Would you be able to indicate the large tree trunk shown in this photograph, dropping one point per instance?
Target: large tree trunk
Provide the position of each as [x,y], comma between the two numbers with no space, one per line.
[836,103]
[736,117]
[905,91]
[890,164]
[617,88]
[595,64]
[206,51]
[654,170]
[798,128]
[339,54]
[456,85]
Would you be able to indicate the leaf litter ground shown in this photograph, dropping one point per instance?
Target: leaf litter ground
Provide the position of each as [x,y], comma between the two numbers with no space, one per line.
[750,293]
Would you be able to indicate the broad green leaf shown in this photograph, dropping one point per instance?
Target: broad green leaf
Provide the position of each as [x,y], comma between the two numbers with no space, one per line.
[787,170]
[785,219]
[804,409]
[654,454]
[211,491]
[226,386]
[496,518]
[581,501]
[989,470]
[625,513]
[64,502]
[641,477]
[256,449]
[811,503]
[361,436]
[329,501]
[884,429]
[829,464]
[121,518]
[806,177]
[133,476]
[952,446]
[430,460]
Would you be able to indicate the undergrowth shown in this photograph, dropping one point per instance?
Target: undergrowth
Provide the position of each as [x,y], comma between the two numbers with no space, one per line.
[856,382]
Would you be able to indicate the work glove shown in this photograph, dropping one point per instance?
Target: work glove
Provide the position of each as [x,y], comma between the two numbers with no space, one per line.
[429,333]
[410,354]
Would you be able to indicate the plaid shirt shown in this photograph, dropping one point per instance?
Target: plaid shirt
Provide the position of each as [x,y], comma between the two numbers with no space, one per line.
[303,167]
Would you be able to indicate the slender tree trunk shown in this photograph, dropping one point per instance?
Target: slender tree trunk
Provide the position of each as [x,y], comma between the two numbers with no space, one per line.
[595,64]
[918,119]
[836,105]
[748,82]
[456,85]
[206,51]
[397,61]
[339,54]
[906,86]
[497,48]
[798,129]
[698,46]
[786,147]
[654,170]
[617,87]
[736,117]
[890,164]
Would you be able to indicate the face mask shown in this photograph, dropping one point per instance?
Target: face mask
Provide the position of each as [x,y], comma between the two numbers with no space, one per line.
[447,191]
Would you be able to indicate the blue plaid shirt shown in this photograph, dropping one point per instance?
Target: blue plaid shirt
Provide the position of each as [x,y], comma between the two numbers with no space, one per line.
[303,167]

### EXERCISE
Could you copy all of the items above word for word, keeping every line in its original order?

### EXERCISE RESPONSE
Would you be able to indicate the large tree trunk shown in this photograph, dropping one point per instance?
Target: large tree trunk
Provide the position of each as [x,y], comma between the two numbers with no space, one per line.
[836,103]
[736,117]
[905,91]
[890,164]
[617,88]
[595,64]
[206,51]
[654,170]
[798,128]
[339,54]
[456,85]
Would you be able to indicate the leaf litter ground shown in this photograph, dropping one point per instance?
Target: leaf litter ground
Provide the position of each as [x,y], comma between the two numbers with no space, one per line.
[750,293]
Would you be able to indicate the broad green leaf shown in this photograph, dropping one point per instance?
Target: broad green leaf
Provide the position of each as [x,y], comma between the two numbers with no space, one per line.
[787,170]
[785,219]
[804,409]
[654,454]
[211,491]
[226,386]
[496,518]
[581,501]
[989,470]
[625,513]
[64,502]
[641,477]
[256,449]
[811,503]
[361,436]
[329,501]
[884,429]
[829,464]
[121,518]
[806,177]
[133,476]
[952,446]
[430,460]
Would you be able to indicate the undergrowth shown in this photograph, dropping one point per instance?
Target: undergrowth
Provide the position of each as [x,y], comma between the two numbers with no space, one per line.
[856,382]
Would you be able to indicate the work glove shown in this photograph, dropping one point per instance?
Target: work glove
Provide the position of each as [x,y], comma between the two numbers with no space, one per line.
[429,333]
[410,354]
Would you be able to indicate the plaid shirt shown in this photograph, dropping one point per instance?
Target: plaid shirt
Provide the position of each as [x,y], comma between the two numbers with no space, one per line.
[303,167]
Would you be able to indicate the slender tree trunk shown in this photograph, dropping one point per instance?
Target: slender tree trunk
Provide the position of each as [x,y], comma between the two numbers with no space, one per line.
[595,64]
[918,119]
[836,105]
[748,82]
[456,85]
[206,51]
[397,61]
[339,54]
[906,86]
[497,48]
[798,129]
[698,46]
[786,147]
[654,170]
[617,87]
[736,117]
[890,164]
Would you be able to indicate the face mask shown in this photograph, dropping one point per instance?
Target: face mask
Provide the position of each as [x,y], comma between the two numbers with no space, one per line.
[447,191]
Would you be able to indicate the blue plaid shirt shown in this photograph, dropping one point per instance?
Target: blue plaid shirt
Provide the position of each as [x,y], comma between the two numbers with no space, one per line.
[303,167]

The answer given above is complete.